### Goal a
Collect every line of the rows that contains the string "sweater", matching case exactly.

### Text

Specifically, the following provisions of . . . the [MSA] are not
merged into this agreement and remain in full force and effect:  
1.     Agreements pertaining to
pending litigation:
a.      All civil . . . claims . . . among the parties
will be dismissed with prejudice . . . includ[ing] . . . ERI v. Julie Webb . .
. .
b.     Concerning ERI v. Julie Webb
. . ., the Motion will include an admission that the fraud and conspiracy
causes of action were factually unfounded and the order will contain a
corresponding judicial finding.
Concurrent proceedings in Harris County district
court
 
On July 2,
2007, ERI amended its petition to omit the fraud and conspiracy claims against
Julie, but left intact the claims for negligence and breach of contract.  On the same date, Julie moved for sanctions
under Texas Rule of Civil Procedure 13, contending that ERI breached its agreement
under the MSA, and that ERI’s original petition, amended petition, and TRO
application were “groundless and brought for the purpose of harassment because
the lawsuit was factually unfounded.”  In
response, ERI contended those terms were illegal or impossible to perform, in
that David would be forced to perjure himself by stipulating that the fraud and
conspiracy allegations were factually unfounded, and that, as a litigant, ERI
could not compel the court to make a specific finding.  
On December
21, 2007, Julie moved for summary judgment seeking to enforce the MSA provision
and hold ERI to its promise to dismiss the suit.  In response, ERI again amended its petition,
this time to request that the Harris County district court declare the
provision unenforceable based on illegality and impossibility, moved for
summary judgment on the claim for declaratory relief.  In its opposition to Julie’s summary judgment
motion, ERI, with the support of David’s affidavit testimony, declared that
“there is ample evidence to support the fact that Julie Webb did commit fraud
and participate in a conspiracy.”

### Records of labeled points
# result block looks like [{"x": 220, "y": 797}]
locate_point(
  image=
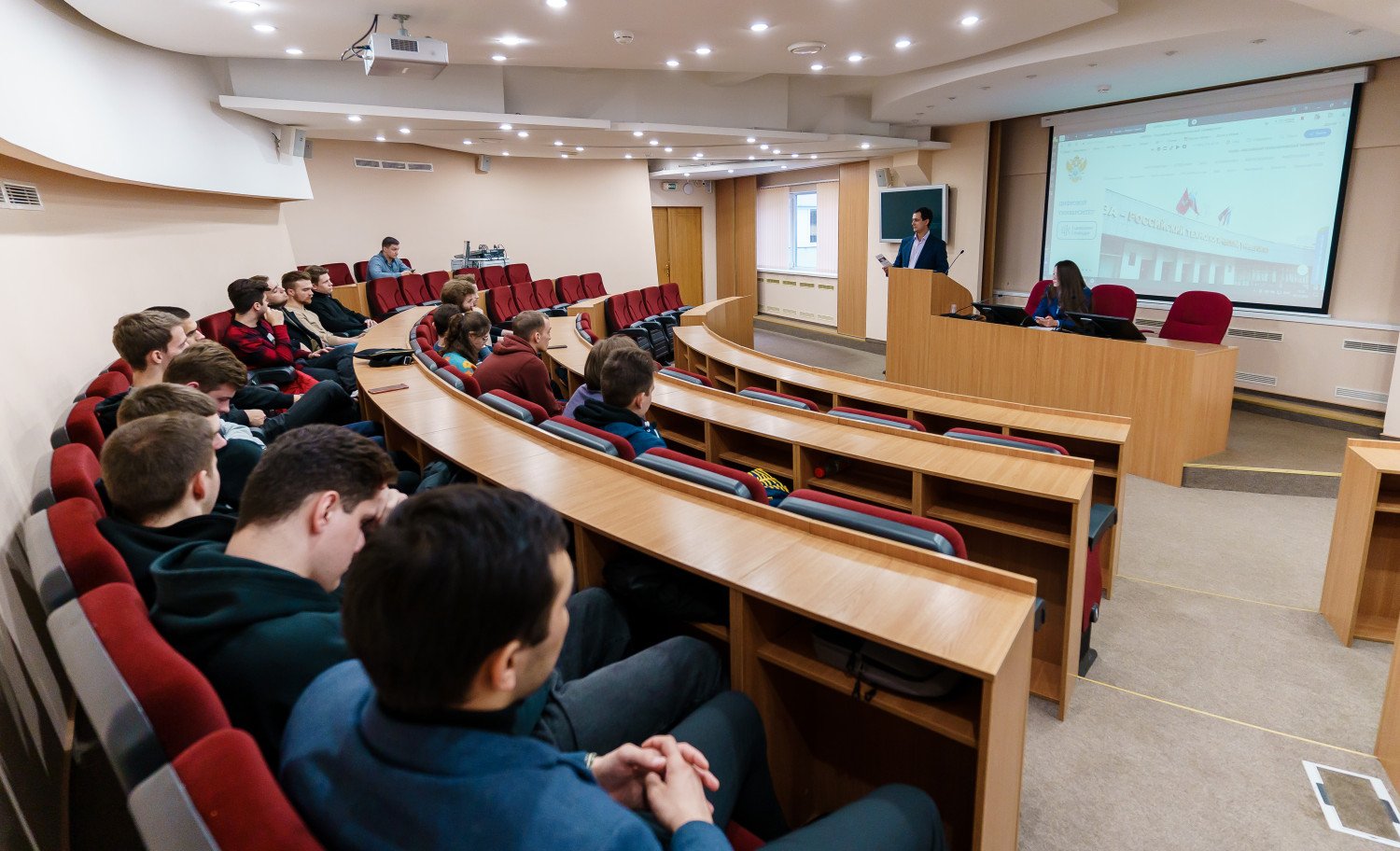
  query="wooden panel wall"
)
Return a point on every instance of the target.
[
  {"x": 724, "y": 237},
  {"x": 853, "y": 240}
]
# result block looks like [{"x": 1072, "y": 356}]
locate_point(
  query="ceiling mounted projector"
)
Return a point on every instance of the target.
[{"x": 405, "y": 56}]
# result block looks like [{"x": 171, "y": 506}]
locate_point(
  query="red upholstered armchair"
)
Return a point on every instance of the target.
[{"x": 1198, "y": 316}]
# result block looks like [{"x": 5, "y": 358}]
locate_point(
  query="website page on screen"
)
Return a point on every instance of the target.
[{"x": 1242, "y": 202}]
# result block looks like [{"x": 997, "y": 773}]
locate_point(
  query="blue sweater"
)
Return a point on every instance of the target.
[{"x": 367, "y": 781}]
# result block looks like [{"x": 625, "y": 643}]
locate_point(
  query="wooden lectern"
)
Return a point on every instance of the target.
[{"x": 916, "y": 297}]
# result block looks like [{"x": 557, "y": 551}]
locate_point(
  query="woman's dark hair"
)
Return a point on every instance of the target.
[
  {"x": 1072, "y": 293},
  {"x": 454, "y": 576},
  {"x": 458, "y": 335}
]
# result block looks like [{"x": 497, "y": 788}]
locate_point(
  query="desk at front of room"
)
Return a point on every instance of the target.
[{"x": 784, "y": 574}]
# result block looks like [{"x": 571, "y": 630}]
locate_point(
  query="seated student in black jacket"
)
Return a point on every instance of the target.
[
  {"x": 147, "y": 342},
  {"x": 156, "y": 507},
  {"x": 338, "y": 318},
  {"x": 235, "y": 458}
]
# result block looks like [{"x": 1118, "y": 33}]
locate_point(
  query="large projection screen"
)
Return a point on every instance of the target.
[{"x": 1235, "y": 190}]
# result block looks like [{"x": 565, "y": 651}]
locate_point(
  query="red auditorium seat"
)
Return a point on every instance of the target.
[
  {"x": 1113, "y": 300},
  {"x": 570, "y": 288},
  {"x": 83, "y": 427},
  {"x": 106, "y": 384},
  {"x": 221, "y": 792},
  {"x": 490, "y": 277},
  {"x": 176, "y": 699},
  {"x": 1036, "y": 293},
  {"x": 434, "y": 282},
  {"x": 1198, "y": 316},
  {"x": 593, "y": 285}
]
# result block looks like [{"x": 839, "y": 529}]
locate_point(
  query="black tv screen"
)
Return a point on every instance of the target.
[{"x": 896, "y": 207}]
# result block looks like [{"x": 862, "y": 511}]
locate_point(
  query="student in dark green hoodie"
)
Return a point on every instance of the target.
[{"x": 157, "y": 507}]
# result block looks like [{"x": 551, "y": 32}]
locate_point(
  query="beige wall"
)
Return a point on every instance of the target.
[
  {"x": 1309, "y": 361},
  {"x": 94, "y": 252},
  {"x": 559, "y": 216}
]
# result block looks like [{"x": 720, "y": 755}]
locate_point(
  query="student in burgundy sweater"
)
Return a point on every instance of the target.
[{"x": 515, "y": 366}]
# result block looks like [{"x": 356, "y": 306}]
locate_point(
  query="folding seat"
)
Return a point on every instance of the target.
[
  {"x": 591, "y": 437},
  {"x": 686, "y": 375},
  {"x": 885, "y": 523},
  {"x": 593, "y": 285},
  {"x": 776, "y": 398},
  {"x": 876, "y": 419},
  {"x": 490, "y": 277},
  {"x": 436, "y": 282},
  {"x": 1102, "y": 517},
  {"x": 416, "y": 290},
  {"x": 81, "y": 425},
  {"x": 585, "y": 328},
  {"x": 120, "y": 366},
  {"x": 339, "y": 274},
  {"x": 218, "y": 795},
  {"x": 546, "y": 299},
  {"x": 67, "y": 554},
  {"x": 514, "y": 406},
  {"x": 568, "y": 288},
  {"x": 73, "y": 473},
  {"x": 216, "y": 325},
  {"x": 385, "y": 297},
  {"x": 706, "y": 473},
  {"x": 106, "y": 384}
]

### Goal b
Rewrite the paragraph of the text beginning "On December 21, 2007" as a short list that keeps its main facts.

### Exercise response a
  query="blue sweater"
  query="student in burgundy sweater"

### Exercise response b
- December 21, 2007: Julie moved for summary judgment to enforce the MSA provision and hold ERI to its promise to dismiss the suit.
- ERI responded by amending its petition again. It asked the Harris County district court to declare the provision unenforceable for illegality and impossibility.
- ERI also moved for summary judgment on its claim for declaratory relief.
- In opposing Julie's motion, ERI used David's affidavit testimony to support its claim of "ample evidence" that Julie Webb committed fraud and took part in a conspiracy.